(Collection entries)
_ _ _

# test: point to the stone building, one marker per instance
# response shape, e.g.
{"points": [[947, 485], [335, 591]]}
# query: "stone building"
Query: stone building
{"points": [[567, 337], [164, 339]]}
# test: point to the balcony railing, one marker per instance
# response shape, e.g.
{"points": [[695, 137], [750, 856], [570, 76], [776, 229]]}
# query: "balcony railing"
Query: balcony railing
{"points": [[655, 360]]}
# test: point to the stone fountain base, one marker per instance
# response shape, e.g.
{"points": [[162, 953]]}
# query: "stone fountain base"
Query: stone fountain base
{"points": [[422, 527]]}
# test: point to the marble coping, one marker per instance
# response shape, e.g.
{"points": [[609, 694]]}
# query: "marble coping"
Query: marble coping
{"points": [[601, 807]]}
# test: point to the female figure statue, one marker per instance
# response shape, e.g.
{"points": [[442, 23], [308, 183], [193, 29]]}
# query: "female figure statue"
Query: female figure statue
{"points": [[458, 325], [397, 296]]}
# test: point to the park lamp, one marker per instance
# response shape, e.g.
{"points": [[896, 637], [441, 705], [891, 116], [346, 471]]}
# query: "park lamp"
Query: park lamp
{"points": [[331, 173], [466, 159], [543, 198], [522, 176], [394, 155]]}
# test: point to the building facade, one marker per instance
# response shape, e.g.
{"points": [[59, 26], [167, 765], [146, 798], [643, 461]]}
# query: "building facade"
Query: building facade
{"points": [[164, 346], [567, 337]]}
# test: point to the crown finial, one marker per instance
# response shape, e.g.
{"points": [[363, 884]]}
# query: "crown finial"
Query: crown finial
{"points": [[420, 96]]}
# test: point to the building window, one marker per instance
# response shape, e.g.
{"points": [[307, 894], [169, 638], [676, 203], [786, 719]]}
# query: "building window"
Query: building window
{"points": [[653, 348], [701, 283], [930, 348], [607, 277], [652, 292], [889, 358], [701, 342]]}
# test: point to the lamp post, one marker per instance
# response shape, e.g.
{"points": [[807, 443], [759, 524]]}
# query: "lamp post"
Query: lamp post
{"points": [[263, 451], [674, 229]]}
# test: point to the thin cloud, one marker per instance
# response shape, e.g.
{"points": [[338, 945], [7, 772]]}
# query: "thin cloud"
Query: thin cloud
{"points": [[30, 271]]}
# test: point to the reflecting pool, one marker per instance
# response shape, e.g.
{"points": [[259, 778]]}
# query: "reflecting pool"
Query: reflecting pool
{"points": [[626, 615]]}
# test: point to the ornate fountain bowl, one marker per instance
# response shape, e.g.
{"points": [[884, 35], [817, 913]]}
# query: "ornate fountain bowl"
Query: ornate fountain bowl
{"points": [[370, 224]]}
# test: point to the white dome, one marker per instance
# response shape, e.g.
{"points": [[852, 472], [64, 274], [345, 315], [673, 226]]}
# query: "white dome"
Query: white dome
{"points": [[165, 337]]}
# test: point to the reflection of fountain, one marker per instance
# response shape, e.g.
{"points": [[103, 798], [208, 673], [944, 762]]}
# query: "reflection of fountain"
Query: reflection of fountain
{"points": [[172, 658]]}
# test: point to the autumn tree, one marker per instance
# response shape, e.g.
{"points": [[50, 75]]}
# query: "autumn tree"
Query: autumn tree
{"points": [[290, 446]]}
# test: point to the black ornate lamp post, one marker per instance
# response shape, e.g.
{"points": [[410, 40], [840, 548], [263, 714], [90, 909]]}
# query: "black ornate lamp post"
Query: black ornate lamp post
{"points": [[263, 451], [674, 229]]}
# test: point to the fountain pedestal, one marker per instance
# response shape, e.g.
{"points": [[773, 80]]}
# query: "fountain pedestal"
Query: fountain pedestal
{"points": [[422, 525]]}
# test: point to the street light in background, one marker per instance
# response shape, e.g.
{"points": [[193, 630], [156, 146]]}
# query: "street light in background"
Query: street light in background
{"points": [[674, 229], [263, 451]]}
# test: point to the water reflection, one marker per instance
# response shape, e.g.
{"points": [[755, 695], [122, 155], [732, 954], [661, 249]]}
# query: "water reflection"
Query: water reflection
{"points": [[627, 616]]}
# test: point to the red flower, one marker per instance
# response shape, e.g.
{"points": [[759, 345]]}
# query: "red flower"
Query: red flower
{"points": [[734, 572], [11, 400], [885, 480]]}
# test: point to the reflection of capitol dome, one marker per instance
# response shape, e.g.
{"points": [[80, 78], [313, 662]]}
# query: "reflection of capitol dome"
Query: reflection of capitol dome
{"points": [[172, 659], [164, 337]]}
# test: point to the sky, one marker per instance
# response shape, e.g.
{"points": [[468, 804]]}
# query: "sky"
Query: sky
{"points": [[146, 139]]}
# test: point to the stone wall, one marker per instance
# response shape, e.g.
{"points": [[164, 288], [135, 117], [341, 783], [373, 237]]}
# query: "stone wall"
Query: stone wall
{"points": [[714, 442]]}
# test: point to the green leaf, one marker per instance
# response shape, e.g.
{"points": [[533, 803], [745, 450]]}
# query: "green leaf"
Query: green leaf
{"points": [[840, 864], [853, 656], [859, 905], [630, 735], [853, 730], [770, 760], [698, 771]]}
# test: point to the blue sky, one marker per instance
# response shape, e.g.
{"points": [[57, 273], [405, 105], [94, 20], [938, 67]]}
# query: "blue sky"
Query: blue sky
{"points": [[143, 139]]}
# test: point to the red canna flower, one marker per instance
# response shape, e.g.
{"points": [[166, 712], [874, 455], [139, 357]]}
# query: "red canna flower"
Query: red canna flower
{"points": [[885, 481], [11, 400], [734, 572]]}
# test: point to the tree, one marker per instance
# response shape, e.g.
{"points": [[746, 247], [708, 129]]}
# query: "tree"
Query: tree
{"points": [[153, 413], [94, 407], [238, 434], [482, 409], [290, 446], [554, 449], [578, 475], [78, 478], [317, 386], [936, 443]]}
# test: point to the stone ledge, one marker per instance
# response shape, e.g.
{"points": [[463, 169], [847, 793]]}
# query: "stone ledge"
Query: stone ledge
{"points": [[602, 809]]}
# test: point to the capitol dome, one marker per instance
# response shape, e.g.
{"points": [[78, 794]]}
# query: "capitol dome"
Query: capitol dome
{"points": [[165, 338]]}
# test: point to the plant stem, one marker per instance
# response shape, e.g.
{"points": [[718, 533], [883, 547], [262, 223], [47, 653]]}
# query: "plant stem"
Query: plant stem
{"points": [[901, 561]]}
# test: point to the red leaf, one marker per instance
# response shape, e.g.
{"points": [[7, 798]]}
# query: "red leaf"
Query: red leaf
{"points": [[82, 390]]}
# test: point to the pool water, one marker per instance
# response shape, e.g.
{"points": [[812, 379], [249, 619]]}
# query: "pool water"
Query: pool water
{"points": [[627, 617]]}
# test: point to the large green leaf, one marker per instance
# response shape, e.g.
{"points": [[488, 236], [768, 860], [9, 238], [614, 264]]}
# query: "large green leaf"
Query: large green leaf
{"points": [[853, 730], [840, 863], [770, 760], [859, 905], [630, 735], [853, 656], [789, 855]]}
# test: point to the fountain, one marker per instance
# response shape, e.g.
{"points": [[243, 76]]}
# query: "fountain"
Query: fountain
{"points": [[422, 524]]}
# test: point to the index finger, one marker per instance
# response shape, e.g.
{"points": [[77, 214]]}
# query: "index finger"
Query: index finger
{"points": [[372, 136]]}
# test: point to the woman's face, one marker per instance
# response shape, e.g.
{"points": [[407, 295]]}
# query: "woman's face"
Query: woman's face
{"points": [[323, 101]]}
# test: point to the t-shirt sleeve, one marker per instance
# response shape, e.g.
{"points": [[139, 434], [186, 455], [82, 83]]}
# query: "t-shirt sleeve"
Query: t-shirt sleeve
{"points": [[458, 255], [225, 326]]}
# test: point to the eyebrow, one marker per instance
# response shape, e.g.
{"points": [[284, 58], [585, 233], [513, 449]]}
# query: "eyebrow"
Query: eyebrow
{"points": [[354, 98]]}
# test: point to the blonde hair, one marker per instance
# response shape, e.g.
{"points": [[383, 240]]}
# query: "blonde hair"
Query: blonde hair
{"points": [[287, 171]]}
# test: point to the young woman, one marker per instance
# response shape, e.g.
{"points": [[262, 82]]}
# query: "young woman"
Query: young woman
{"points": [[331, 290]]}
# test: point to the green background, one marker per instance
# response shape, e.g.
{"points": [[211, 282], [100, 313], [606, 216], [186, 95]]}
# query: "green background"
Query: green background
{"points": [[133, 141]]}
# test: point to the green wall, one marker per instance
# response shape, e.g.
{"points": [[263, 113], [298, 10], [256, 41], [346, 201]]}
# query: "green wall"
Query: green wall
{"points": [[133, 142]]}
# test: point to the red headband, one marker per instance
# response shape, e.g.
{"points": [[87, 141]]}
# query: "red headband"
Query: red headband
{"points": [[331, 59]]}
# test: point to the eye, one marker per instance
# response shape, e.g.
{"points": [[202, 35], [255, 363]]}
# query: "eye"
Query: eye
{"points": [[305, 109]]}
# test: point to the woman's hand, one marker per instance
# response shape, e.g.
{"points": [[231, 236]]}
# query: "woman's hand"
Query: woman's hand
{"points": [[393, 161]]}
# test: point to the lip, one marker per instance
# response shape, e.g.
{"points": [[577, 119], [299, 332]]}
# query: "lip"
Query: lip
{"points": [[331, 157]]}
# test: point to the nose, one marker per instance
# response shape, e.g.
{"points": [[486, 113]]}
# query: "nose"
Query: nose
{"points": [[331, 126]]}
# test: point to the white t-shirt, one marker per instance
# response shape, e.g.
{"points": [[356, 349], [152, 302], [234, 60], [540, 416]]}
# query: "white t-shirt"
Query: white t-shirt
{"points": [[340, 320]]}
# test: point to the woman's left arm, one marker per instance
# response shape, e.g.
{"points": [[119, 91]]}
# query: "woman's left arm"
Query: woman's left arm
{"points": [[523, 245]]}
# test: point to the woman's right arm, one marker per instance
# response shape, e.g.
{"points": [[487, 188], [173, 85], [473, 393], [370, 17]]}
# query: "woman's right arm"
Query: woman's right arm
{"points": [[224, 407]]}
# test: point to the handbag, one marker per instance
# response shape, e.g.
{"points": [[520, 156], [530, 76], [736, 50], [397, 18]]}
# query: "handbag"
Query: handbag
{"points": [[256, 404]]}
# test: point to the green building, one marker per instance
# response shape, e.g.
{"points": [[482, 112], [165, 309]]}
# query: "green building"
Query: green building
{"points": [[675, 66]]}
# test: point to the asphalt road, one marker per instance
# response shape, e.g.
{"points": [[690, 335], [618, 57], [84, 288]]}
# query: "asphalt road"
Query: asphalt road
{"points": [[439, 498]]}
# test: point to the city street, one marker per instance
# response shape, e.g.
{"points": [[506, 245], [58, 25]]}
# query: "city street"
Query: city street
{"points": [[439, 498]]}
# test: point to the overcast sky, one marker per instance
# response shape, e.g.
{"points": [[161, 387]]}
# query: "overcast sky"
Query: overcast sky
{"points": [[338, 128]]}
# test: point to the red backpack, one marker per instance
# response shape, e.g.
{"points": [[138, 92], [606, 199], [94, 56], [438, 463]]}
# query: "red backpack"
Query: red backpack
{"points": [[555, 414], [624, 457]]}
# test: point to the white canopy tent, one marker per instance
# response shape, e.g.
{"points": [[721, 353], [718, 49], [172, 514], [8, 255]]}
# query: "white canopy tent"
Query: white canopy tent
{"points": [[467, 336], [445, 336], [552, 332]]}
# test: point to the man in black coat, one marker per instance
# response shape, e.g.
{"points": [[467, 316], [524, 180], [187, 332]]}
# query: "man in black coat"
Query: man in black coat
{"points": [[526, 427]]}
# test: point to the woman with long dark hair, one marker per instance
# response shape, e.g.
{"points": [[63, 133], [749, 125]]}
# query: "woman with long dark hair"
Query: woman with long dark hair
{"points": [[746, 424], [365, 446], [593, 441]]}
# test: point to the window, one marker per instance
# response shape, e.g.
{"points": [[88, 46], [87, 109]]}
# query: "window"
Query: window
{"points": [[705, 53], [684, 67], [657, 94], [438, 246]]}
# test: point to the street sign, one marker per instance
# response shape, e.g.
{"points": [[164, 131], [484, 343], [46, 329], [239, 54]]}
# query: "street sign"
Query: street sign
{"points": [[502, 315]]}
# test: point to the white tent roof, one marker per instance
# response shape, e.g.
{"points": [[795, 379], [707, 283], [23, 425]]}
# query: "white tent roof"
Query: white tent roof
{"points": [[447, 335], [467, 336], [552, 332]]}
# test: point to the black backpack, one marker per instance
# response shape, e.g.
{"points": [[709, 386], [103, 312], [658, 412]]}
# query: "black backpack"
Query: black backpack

_ _ _

TASK TO CARRY OUT
Copy out the line holding "Query: man in black coat" along with all lines after it through the end of the entries, exactly and only these.

EXERCISE SOLUTION
Query: man in black coat
{"points": [[526, 427]]}
# test: point to the woman with long dark hair, one marker per instance
# response shape, e.g.
{"points": [[63, 133], [749, 125]]}
# query: "woman with long dark hair"
Query: woman with long dark hair
{"points": [[746, 424], [365, 446], [593, 441]]}
# test: point to the window, one marker per instance
# response shape, e.g.
{"points": [[88, 46], [87, 109]]}
# query: "window"
Query: window
{"points": [[705, 53], [684, 67], [657, 94], [438, 246]]}
# test: point to the street sign, one marker per instance
# response shape, e.g.
{"points": [[164, 131], [484, 343], [46, 329], [239, 54]]}
# query: "street sign"
Query: street sign
{"points": [[502, 315]]}
# test: point to the white tent roof, one marker per instance
# response shape, e.g.
{"points": [[795, 379], [707, 283], [23, 425]]}
# query: "white tent roof"
Query: white tent roof
{"points": [[447, 335], [467, 336], [552, 332]]}
# test: point to the black backpack, one marker per instance
# response shape, e.g.
{"points": [[709, 386], [103, 312], [658, 412]]}
# query: "black backpack"
Query: black backpack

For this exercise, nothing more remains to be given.